**INSTRUCTIONS TO FOLLOW**.
Write out the items below, word for word, from the line with "Localize the second" to the line with "217 0 565 259", and leave out any pictures.
==============================
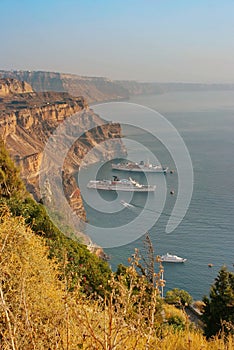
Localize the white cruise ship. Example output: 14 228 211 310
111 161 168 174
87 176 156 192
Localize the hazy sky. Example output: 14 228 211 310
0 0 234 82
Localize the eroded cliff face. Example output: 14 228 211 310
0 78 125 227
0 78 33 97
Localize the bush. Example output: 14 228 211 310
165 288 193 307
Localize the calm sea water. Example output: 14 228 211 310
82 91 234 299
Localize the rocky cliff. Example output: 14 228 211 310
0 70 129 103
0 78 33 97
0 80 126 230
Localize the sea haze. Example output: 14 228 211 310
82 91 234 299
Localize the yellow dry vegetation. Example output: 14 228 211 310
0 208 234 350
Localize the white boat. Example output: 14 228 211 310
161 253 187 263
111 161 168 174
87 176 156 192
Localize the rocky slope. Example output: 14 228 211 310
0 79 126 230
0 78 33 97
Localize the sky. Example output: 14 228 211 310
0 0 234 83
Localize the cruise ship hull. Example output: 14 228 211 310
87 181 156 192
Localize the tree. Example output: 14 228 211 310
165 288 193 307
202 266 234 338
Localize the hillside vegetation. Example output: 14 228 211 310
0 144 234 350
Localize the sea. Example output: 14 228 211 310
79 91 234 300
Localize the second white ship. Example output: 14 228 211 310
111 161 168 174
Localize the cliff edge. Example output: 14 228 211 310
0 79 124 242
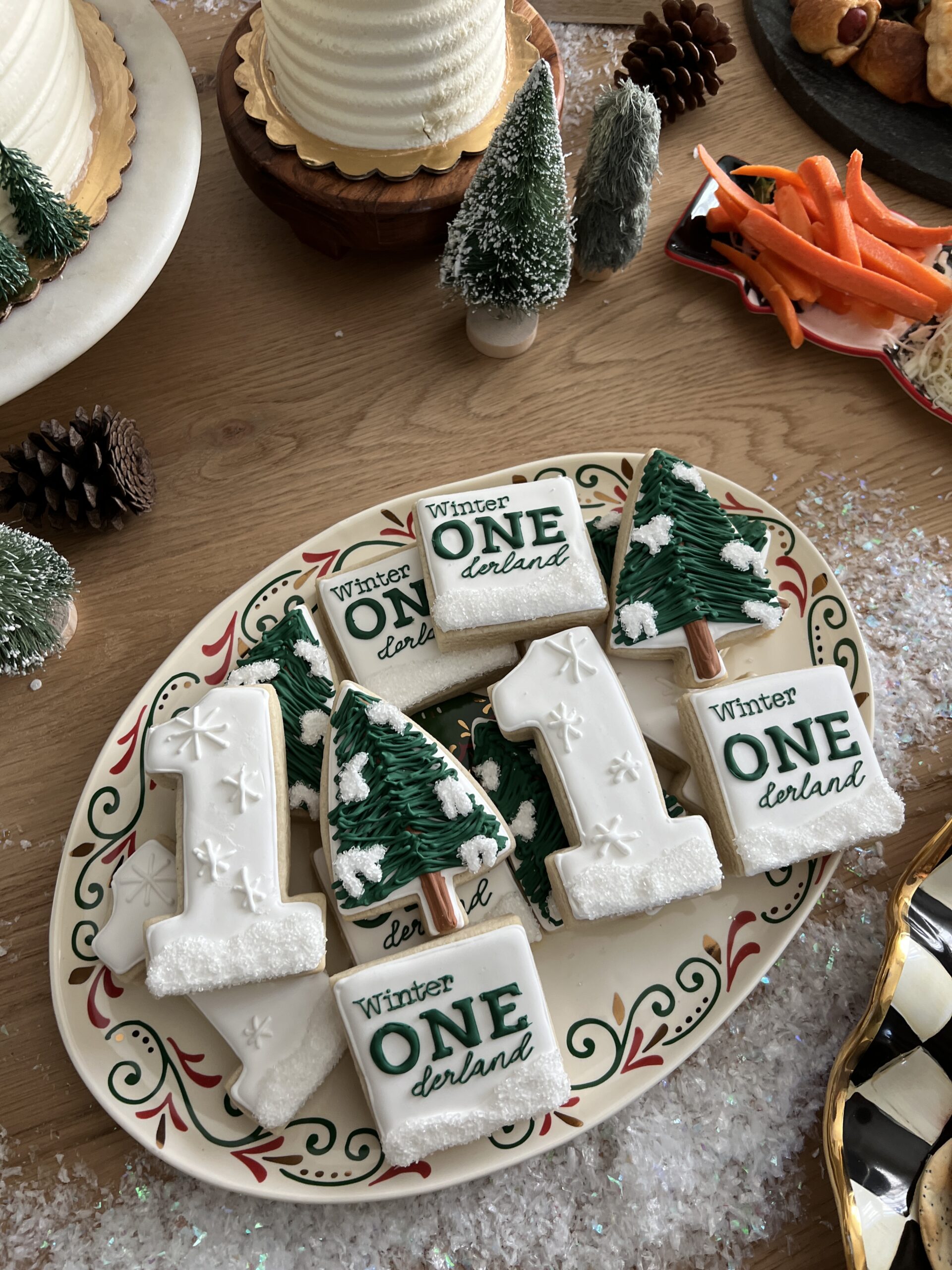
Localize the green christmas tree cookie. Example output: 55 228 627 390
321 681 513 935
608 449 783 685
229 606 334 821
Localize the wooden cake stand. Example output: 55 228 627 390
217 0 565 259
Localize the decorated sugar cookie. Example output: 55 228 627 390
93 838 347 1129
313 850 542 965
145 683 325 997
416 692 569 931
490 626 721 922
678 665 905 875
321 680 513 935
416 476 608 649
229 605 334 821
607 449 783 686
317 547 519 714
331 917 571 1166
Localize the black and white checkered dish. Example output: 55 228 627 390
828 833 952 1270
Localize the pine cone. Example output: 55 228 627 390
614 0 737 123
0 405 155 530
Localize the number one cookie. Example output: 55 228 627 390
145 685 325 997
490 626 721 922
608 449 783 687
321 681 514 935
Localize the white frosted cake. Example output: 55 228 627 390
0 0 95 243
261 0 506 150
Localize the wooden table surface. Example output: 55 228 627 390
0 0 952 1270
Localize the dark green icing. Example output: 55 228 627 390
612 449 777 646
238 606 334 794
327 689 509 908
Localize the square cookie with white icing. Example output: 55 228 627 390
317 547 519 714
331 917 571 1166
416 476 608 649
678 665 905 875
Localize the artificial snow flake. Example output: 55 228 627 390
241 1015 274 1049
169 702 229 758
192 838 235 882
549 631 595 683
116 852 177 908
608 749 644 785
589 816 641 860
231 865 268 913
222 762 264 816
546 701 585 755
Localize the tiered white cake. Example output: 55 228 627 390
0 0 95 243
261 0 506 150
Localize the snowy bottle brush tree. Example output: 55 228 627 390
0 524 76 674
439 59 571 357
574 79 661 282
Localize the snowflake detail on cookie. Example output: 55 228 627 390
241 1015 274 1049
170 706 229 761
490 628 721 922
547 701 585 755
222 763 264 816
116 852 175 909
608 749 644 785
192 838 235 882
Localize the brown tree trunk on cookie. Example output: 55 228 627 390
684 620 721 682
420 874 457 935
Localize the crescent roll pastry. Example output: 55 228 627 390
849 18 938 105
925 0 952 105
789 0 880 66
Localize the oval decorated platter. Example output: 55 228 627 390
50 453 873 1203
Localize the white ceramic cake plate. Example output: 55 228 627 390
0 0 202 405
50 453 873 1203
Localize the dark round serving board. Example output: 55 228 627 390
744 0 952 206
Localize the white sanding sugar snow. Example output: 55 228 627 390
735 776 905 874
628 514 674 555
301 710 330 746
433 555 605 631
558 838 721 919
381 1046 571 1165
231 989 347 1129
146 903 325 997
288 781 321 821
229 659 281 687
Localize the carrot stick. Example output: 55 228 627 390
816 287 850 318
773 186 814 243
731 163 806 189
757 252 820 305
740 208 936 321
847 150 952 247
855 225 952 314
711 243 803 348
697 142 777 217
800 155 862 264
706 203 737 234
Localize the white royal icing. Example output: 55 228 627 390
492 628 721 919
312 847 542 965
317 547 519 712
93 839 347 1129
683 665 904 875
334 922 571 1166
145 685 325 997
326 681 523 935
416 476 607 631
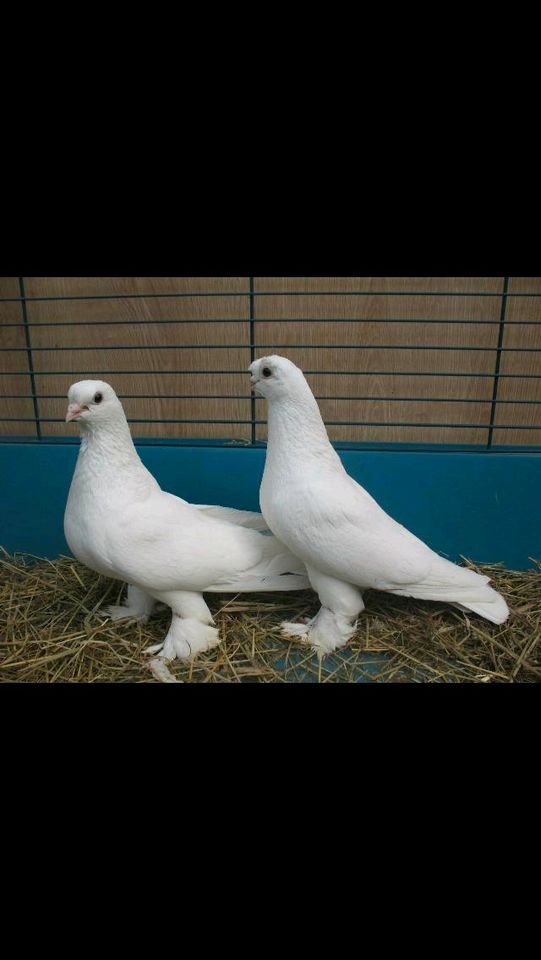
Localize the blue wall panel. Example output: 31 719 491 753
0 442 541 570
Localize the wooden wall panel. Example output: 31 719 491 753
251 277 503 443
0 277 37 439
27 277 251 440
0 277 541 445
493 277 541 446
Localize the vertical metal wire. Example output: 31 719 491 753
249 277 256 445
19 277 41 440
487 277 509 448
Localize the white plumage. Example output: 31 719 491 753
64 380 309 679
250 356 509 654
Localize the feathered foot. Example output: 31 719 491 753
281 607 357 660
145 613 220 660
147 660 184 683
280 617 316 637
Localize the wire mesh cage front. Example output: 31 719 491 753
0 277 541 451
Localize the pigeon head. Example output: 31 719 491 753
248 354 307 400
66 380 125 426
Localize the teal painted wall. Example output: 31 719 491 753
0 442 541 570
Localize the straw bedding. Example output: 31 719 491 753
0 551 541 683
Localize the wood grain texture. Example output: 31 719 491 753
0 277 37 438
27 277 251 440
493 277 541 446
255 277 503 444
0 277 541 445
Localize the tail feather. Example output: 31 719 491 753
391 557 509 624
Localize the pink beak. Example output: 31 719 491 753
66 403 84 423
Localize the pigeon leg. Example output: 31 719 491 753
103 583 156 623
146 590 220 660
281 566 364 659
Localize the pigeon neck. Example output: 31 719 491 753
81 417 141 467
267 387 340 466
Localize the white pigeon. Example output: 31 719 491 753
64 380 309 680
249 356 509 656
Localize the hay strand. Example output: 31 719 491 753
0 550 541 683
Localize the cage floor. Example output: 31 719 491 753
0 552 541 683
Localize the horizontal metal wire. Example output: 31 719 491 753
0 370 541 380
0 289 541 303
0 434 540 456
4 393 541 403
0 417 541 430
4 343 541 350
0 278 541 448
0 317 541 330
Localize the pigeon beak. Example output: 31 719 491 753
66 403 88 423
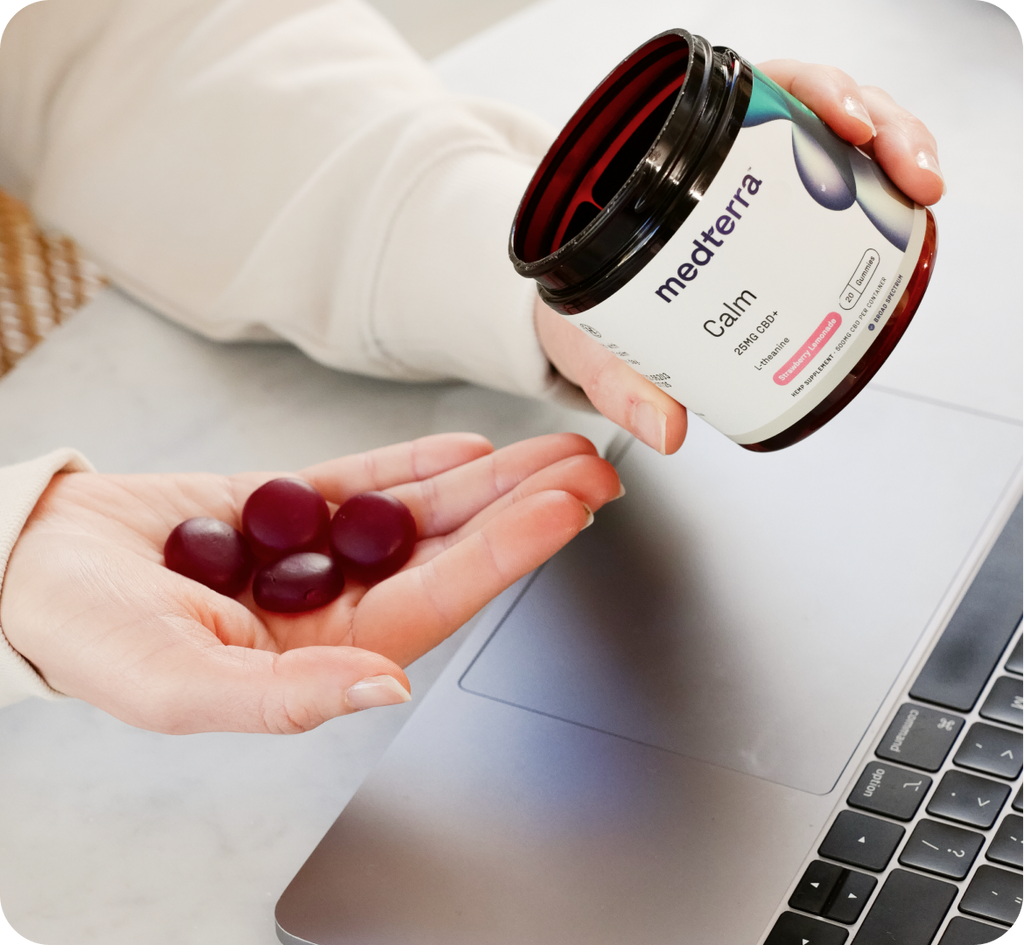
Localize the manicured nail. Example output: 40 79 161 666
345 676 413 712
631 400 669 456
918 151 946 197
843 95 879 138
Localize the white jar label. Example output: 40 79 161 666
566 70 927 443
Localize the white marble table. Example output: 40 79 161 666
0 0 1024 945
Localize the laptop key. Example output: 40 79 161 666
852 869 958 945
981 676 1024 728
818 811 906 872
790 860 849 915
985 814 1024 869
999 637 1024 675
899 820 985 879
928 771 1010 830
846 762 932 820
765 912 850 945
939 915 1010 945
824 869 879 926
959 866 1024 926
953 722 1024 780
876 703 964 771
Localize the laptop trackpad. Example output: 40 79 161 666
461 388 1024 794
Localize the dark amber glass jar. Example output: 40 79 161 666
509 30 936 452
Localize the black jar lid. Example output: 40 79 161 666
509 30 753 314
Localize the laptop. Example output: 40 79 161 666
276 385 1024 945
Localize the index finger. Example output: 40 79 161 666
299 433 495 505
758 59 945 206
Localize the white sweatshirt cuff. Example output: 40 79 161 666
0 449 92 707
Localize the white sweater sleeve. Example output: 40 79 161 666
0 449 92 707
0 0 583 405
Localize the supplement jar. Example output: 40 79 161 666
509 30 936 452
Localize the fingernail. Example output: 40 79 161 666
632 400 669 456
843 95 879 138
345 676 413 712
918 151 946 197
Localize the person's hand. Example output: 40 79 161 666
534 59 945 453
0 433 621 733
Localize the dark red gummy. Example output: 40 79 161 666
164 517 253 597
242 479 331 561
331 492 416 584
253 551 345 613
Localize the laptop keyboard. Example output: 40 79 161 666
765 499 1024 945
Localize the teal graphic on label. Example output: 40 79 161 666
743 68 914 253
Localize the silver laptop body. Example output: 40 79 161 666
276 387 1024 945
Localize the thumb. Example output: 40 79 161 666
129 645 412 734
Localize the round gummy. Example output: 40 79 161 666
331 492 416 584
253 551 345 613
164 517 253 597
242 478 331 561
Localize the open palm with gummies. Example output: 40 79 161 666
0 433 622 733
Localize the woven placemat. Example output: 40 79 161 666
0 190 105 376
==============================
**EXERCISE SOLUTION**.
Localize the second white ship. Example output: 14 228 211 310
111 161 168 174
Localize the cliff edge. Example output: 14 228 211 310
0 79 124 242
Localize the green christmas tree cookie. Example output: 55 228 627 390
321 681 513 935
608 449 783 685
229 606 334 821
Localize the wooden cake stand. Example output: 55 228 627 390
217 0 565 259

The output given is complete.